* _Work instructions_
Return every line of the listing below that contains the string "flag", matching case exactly.

Stored items from a collection:
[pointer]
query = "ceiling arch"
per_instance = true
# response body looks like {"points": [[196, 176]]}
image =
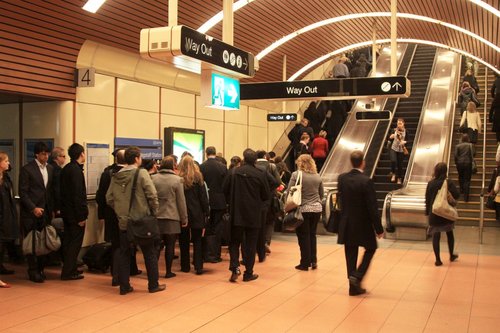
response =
{"points": [[262, 22]]}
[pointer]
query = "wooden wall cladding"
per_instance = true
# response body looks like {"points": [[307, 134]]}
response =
{"points": [[40, 40]]}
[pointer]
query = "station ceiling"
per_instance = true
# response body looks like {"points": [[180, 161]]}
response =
{"points": [[262, 22]]}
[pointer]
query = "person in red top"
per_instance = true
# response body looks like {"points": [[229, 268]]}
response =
{"points": [[320, 149]]}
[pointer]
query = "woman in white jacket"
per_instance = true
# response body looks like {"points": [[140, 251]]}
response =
{"points": [[473, 122]]}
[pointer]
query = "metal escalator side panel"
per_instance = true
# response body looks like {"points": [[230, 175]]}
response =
{"points": [[355, 134], [432, 143]]}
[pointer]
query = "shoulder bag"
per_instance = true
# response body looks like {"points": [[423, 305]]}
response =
{"points": [[145, 228], [294, 198], [465, 125], [293, 219], [441, 206]]}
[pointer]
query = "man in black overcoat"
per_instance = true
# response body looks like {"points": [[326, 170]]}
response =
{"points": [[247, 190], [214, 173], [359, 222], [74, 211], [35, 191]]}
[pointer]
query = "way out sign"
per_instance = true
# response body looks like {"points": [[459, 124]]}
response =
{"points": [[219, 91]]}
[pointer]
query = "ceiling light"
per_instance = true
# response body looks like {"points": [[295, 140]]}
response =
{"points": [[93, 5]]}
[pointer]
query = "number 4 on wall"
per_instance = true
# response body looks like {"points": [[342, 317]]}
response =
{"points": [[84, 77]]}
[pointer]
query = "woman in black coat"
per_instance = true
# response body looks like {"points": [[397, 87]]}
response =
{"points": [[198, 211], [494, 116], [437, 223], [9, 227]]}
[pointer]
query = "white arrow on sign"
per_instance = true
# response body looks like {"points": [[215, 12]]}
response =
{"points": [[397, 85], [232, 93]]}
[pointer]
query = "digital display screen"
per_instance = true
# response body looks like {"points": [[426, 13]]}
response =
{"points": [[190, 142]]}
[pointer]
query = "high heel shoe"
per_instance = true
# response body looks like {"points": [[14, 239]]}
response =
{"points": [[4, 285]]}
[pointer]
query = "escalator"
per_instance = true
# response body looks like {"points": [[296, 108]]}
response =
{"points": [[469, 212], [410, 109]]}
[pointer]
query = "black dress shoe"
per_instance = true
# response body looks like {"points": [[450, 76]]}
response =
{"points": [[248, 278], [137, 272], [234, 275], [5, 271], [36, 278], [72, 277], [160, 287], [301, 268], [126, 291]]}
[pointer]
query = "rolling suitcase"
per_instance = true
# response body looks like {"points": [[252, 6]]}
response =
{"points": [[98, 257]]}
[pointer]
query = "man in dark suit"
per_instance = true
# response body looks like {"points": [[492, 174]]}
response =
{"points": [[359, 222], [214, 173], [35, 191], [74, 211], [246, 190]]}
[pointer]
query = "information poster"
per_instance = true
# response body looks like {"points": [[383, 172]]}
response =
{"points": [[97, 159], [150, 149]]}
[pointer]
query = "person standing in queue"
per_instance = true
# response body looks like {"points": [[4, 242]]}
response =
{"points": [[359, 222], [35, 191], [246, 190], [74, 211]]}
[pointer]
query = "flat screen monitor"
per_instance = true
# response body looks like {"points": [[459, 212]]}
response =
{"points": [[178, 140]]}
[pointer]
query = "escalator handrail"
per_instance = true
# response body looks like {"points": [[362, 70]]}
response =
{"points": [[392, 116]]}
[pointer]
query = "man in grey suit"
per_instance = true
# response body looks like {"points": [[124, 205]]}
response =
{"points": [[359, 222], [35, 191]]}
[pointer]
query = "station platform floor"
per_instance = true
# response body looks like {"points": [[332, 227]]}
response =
{"points": [[406, 293]]}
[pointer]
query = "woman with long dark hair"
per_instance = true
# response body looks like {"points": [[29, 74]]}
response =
{"points": [[312, 192], [198, 211], [9, 227], [437, 223]]}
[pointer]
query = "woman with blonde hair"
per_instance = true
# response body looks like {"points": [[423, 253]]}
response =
{"points": [[311, 208], [9, 228], [172, 213], [473, 122], [198, 211]]}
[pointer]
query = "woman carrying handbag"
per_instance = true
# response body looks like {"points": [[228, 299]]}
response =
{"points": [[438, 223], [311, 208]]}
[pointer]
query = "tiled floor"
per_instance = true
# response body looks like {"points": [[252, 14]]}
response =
{"points": [[406, 293]]}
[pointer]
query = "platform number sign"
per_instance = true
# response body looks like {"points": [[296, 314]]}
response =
{"points": [[85, 77]]}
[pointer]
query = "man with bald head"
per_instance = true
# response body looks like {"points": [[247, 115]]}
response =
{"points": [[359, 222]]}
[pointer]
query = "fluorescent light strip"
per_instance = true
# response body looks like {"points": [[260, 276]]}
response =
{"points": [[484, 5], [385, 41], [93, 5], [218, 17], [310, 27]]}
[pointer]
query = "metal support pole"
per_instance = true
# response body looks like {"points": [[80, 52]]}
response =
{"points": [[394, 35], [227, 22], [284, 79], [374, 49], [172, 12]]}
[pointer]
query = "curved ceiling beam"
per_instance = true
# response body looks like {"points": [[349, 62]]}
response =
{"points": [[214, 20], [385, 41], [337, 19]]}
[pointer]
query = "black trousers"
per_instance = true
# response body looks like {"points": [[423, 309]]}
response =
{"points": [[150, 255], [464, 176], [72, 243], [351, 258], [248, 250], [306, 235], [214, 230]]}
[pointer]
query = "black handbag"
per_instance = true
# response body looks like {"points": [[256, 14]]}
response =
{"points": [[490, 202], [293, 219], [144, 228]]}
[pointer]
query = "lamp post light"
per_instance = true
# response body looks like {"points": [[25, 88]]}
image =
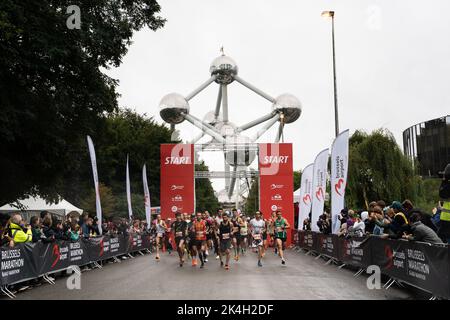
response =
{"points": [[330, 14]]}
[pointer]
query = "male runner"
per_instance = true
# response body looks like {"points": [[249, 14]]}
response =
{"points": [[179, 228], [161, 228], [225, 234], [235, 221], [281, 225], [199, 227], [257, 228]]}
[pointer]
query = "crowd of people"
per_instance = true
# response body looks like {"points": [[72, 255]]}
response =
{"points": [[399, 220], [223, 234]]}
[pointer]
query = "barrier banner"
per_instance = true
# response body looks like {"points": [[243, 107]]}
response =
{"points": [[307, 240], [418, 264], [327, 245], [17, 264], [177, 179], [60, 255], [350, 252], [275, 181]]}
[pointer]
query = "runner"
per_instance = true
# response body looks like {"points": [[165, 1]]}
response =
{"points": [[281, 225], [243, 234], [257, 227], [225, 234], [199, 246], [179, 228], [235, 221], [160, 231]]}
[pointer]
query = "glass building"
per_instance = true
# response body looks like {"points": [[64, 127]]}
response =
{"points": [[427, 144]]}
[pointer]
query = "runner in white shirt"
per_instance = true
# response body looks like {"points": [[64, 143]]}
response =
{"points": [[257, 227]]}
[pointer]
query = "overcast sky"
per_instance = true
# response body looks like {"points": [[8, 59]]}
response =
{"points": [[393, 64]]}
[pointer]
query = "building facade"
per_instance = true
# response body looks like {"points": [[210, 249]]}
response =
{"points": [[427, 144]]}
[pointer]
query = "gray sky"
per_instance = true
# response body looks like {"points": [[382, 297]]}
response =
{"points": [[393, 64]]}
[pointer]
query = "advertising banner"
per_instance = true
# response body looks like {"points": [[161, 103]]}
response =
{"points": [[305, 195], [339, 169], [319, 187], [276, 181], [177, 179]]}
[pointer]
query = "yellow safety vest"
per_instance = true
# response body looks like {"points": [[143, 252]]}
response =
{"points": [[445, 211]]}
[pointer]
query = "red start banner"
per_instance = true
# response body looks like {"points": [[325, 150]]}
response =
{"points": [[177, 179], [276, 181]]}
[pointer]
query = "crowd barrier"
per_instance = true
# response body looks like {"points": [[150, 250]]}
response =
{"points": [[31, 260], [418, 264]]}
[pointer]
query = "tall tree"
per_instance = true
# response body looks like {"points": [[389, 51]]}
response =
{"points": [[52, 89], [205, 198]]}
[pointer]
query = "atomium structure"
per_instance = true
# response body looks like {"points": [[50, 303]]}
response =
{"points": [[238, 149]]}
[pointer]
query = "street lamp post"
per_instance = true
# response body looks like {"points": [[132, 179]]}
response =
{"points": [[330, 14]]}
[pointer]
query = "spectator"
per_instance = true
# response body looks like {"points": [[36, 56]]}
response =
{"points": [[47, 228], [358, 228], [420, 232], [36, 229], [18, 231]]}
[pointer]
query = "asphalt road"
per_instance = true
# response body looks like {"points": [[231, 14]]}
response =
{"points": [[303, 277]]}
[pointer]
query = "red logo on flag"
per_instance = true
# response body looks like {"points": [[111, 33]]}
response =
{"points": [[306, 198], [56, 254], [338, 186], [319, 193]]}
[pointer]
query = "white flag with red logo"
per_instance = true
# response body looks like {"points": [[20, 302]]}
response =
{"points": [[305, 195], [146, 197], [339, 167], [98, 206], [130, 210], [319, 187]]}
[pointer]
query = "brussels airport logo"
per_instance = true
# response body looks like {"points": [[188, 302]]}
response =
{"points": [[73, 282], [338, 186], [307, 199], [277, 197], [74, 20], [274, 186], [319, 194]]}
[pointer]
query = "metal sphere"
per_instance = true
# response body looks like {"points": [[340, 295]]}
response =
{"points": [[224, 68], [171, 108], [238, 151], [289, 105]]}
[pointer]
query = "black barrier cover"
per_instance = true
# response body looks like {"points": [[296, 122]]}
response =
{"points": [[350, 252], [327, 244], [17, 264], [31, 260], [418, 264]]}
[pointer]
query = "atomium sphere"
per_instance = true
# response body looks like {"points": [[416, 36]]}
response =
{"points": [[289, 105], [238, 151], [172, 107], [224, 68]]}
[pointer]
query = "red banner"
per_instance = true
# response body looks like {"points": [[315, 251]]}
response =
{"points": [[177, 179], [276, 181]]}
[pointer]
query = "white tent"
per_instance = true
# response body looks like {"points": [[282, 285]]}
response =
{"points": [[297, 195], [35, 205]]}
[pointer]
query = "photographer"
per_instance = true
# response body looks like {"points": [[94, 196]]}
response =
{"points": [[444, 210]]}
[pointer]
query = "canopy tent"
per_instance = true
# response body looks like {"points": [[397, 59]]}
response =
{"points": [[34, 205]]}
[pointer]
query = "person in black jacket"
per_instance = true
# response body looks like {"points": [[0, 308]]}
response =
{"points": [[420, 232]]}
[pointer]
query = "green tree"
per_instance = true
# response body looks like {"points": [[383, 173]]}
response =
{"points": [[378, 170], [52, 88], [205, 199]]}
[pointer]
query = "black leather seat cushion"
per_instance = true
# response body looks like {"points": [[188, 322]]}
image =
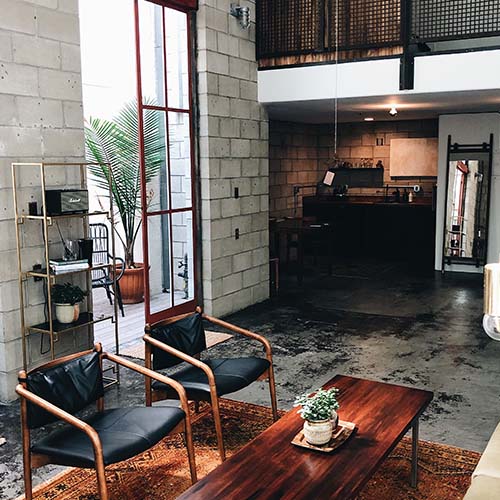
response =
{"points": [[231, 375], [124, 432]]}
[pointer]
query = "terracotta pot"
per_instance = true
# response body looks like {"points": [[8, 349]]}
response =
{"points": [[67, 313], [132, 284]]}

* _Written solution_
query = "red logo on flag"
query = "white flag with red logo"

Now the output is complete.